§ **REQUIRED WORK**:
In the overdose report, change the stretch from "The deaths, which" through "a lethal combination." by replacing "lethal" with "deadly".

┌─ TEXT UNDER STUDY

At least 10 people died from drug overdoses in Columbus, Ohio, over the weekend amid a rash of recent mass overdose deaths.
The deaths, which occurred over 26 hours, were an unusually high number for the county over such a short time frame, according to a statement Sunday from Franklin County Coroner Dr. Anahi Ortiz. Ortiz warned that drugs such as cocaine and methamphetamine can be mixed with fentanyl, which results in a lethal combination.
"I urge friends and family of those who use to make sure you are armed with naloxone," Ortiz said in the statement. "Those who use should also test before using with fentanyl testing strips."
Naloxone, also known by brand name Narcan, is a medication that can counter an overdose caused by an opioid drug. Public health advocates have pushed for easy access to naloxone and training so that friends and family members of drug users could potentially save lives.

└─
┌─ RECORDS SUPPLIED

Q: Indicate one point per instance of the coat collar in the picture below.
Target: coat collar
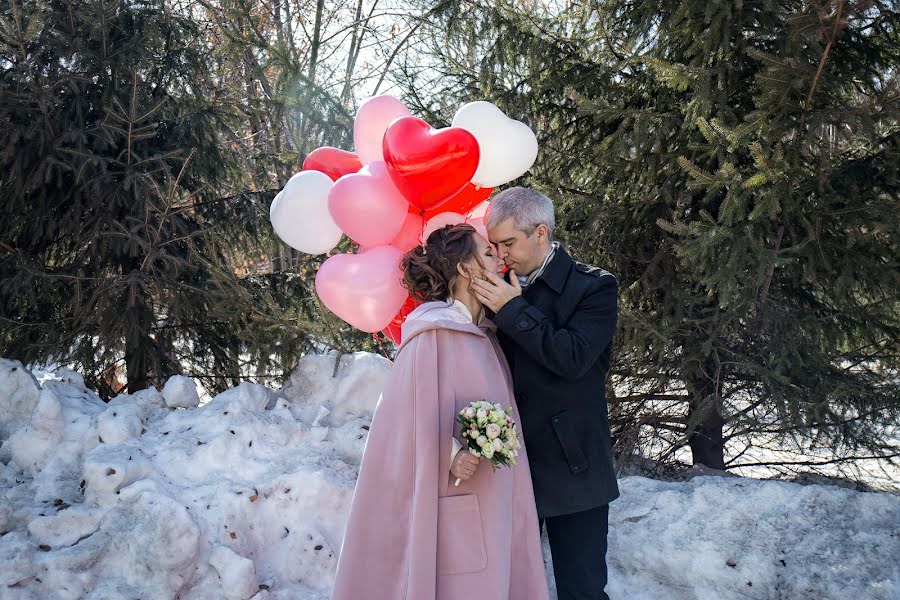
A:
(557, 270)
(442, 315)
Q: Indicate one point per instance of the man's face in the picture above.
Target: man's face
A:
(520, 252)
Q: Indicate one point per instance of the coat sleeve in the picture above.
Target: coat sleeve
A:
(390, 543)
(572, 350)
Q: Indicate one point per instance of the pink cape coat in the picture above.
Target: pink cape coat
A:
(411, 534)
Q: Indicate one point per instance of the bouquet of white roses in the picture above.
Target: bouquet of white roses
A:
(490, 432)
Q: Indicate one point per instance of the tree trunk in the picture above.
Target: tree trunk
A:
(705, 436)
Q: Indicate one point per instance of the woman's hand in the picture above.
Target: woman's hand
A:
(464, 465)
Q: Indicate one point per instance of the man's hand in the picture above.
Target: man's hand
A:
(494, 292)
(464, 465)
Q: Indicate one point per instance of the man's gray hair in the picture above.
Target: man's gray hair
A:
(528, 208)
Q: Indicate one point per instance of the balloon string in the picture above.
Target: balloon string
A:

└─

§ **EXPECTED ANSWER**:
The deaths, which occurred over 26 hours, were an unusually high number for the county over such a short time frame, according to a statement Sunday from Franklin County Coroner Dr. Anahi Ortiz. Ortiz warned that drugs such as cocaine and methamphetamine can be mixed with fentanyl, which results in a deadly combination.